Records supplied START

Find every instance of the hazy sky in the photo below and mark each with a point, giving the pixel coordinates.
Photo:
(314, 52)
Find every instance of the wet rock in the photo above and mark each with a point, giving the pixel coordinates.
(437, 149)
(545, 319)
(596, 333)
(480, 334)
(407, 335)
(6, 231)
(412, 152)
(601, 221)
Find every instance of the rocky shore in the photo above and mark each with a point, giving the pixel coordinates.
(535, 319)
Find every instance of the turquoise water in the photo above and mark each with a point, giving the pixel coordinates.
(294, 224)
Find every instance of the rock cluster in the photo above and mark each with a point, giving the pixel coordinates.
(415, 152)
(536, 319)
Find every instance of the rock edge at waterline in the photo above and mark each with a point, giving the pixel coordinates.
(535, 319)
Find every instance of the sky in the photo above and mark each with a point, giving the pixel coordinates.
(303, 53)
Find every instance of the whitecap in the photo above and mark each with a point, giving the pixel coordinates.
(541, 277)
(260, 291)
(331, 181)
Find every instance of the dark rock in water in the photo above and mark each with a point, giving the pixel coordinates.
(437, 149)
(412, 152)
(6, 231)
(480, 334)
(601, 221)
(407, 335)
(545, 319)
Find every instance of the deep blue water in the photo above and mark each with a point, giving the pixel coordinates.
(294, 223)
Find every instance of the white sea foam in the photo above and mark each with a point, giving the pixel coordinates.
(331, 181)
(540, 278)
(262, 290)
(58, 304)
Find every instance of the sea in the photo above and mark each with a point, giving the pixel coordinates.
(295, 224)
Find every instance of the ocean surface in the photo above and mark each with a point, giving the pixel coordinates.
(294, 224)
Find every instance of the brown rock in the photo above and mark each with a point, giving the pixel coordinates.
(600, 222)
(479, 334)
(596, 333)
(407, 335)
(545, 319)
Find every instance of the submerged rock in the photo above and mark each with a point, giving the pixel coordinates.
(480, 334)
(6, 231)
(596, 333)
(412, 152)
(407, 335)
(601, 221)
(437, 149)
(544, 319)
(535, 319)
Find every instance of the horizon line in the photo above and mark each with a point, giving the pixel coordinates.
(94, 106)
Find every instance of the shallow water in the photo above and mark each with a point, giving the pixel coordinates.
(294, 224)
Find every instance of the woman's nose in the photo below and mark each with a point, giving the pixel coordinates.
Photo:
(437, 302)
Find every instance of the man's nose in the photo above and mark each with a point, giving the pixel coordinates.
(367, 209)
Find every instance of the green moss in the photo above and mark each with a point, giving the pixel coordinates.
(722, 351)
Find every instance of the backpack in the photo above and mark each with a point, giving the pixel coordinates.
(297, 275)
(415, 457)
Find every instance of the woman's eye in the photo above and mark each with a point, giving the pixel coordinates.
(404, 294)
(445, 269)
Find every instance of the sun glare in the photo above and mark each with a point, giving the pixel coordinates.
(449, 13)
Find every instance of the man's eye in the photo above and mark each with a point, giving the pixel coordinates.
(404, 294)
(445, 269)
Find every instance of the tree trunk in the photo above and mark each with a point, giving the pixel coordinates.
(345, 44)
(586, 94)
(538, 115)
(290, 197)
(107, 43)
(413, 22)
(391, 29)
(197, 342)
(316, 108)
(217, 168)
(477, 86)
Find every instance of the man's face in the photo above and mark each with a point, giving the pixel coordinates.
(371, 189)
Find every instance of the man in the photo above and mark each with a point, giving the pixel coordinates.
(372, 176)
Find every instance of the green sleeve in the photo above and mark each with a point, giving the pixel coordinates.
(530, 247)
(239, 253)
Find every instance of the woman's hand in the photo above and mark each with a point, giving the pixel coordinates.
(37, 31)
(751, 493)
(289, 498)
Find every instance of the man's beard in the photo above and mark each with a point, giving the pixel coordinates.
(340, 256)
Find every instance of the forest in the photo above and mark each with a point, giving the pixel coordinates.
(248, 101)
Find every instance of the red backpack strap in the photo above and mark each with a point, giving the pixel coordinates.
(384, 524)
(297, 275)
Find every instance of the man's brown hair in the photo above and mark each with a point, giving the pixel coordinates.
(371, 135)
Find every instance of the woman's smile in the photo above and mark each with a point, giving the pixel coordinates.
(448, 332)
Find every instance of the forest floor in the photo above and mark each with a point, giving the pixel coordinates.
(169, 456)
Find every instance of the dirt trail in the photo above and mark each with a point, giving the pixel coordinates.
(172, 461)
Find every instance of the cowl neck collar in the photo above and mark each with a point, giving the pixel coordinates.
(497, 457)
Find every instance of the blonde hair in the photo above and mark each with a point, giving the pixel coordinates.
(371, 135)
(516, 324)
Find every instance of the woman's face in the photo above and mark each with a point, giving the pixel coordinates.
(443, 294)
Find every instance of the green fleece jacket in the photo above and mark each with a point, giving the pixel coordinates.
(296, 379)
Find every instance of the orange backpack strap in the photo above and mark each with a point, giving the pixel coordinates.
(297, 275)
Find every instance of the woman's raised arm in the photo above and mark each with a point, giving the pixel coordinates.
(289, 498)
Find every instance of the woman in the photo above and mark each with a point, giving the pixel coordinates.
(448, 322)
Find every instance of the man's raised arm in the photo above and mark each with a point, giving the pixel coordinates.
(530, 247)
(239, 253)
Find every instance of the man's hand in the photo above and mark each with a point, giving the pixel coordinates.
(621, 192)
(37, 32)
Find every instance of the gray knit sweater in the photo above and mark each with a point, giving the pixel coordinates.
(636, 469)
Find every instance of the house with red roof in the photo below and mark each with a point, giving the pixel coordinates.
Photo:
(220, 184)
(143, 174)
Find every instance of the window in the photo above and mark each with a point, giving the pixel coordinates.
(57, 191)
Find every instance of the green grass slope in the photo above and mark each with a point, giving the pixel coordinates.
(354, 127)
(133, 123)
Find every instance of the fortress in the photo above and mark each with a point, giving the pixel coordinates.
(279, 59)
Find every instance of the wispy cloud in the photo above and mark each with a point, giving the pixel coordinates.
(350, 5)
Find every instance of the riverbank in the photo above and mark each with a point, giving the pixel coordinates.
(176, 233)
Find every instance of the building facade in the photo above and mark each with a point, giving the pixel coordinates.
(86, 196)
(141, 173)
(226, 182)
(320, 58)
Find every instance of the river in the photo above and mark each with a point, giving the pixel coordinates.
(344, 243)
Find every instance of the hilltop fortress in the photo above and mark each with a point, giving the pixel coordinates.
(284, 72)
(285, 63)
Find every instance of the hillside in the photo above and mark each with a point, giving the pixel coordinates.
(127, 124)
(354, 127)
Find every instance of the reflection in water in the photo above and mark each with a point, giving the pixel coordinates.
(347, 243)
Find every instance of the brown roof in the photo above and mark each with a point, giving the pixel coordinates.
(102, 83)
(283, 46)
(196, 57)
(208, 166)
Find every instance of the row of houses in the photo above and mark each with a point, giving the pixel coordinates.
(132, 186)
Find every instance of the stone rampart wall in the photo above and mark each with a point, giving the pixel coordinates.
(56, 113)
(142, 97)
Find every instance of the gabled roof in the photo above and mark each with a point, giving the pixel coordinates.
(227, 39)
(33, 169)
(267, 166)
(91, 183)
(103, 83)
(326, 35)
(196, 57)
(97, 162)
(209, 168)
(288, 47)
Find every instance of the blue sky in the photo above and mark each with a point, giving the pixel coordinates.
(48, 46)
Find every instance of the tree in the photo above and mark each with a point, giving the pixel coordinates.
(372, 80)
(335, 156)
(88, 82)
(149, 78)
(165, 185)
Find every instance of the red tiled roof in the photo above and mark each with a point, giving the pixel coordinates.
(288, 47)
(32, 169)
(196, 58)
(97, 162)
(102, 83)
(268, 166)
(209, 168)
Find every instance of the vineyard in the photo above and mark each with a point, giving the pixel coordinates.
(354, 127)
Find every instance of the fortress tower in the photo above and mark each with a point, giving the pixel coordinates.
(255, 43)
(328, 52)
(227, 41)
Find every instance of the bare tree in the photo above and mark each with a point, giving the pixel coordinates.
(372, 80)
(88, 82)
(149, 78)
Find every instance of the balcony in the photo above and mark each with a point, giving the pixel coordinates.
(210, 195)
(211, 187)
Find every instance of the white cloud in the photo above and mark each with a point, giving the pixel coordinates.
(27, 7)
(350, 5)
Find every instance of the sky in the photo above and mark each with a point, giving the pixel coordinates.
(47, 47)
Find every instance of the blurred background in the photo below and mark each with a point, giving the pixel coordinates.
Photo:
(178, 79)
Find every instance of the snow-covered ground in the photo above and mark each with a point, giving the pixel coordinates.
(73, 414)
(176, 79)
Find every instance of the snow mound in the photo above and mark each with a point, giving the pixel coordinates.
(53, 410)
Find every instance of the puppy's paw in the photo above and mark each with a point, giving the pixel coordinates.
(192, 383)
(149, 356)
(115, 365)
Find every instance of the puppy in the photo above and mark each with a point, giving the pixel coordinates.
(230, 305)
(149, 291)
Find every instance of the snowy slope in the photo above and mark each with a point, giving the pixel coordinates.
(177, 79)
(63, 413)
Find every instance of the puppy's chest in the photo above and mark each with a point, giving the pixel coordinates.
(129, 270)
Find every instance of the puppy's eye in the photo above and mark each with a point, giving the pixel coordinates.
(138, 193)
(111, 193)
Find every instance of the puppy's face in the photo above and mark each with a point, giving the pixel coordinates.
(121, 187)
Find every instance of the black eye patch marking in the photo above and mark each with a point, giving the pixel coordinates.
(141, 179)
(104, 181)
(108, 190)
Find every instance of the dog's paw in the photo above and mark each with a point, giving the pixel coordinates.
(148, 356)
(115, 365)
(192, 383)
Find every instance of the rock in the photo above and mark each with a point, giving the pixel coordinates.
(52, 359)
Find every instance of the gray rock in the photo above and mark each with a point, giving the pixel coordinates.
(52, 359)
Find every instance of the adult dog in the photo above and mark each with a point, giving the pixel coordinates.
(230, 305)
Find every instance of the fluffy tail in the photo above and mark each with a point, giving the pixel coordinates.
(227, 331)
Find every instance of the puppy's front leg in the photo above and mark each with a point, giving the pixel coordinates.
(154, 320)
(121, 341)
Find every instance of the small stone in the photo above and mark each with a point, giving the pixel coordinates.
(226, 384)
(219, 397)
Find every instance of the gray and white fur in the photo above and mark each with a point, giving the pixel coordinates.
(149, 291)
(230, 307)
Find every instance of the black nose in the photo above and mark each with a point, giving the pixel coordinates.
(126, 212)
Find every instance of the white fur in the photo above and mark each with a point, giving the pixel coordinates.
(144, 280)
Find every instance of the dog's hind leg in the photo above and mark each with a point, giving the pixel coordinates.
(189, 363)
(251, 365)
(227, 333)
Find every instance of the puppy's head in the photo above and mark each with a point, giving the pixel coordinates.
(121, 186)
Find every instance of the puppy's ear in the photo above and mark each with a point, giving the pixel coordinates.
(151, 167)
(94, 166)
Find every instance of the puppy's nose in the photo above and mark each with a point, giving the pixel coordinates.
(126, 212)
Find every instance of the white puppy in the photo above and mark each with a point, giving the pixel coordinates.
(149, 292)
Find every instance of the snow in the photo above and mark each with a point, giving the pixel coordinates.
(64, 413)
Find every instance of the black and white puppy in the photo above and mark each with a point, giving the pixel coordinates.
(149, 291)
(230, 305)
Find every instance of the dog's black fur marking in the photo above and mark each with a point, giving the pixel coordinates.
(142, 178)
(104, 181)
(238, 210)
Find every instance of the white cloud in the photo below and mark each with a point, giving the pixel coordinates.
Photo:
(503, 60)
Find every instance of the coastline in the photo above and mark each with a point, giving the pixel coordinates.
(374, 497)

Records supplied END

§ **Try it**:
Scanning the data above, count the lines in which the string "below" occurs and state only the count.

§ **Response**:
5